→ Task objective
In the data that follows, give the number of lines containing the word "twine". Offer no additional comment.

Extracted data entries:
******
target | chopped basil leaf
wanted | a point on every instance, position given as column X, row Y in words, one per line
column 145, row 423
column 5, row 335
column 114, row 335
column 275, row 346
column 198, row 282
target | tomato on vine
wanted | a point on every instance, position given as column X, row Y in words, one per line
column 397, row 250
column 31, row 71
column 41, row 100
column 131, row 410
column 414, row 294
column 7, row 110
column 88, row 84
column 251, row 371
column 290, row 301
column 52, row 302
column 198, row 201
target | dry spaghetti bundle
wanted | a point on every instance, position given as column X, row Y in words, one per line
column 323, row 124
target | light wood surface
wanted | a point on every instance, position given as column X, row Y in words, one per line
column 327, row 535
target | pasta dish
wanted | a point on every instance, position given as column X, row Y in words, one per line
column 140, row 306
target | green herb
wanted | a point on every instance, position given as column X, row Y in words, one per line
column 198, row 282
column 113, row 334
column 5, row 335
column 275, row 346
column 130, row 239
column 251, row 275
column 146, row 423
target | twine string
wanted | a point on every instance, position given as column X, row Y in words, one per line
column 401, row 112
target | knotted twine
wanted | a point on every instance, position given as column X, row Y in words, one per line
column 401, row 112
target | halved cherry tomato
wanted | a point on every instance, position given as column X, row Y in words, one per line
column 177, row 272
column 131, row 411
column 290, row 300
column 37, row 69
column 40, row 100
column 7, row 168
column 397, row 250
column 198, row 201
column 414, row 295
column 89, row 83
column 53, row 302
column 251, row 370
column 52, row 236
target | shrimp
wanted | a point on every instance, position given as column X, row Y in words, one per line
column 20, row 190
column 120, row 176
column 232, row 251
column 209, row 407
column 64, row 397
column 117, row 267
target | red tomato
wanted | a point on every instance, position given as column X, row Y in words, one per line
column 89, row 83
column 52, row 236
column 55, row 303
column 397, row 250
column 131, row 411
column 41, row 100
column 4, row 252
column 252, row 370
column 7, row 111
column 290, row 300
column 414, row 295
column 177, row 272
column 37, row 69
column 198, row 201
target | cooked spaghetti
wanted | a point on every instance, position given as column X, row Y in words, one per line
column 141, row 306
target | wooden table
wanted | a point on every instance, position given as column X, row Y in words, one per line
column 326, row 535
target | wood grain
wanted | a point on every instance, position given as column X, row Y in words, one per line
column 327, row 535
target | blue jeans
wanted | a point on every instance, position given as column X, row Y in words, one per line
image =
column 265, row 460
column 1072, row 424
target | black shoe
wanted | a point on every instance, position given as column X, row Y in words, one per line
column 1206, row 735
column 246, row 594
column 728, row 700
******
→ Completed task
2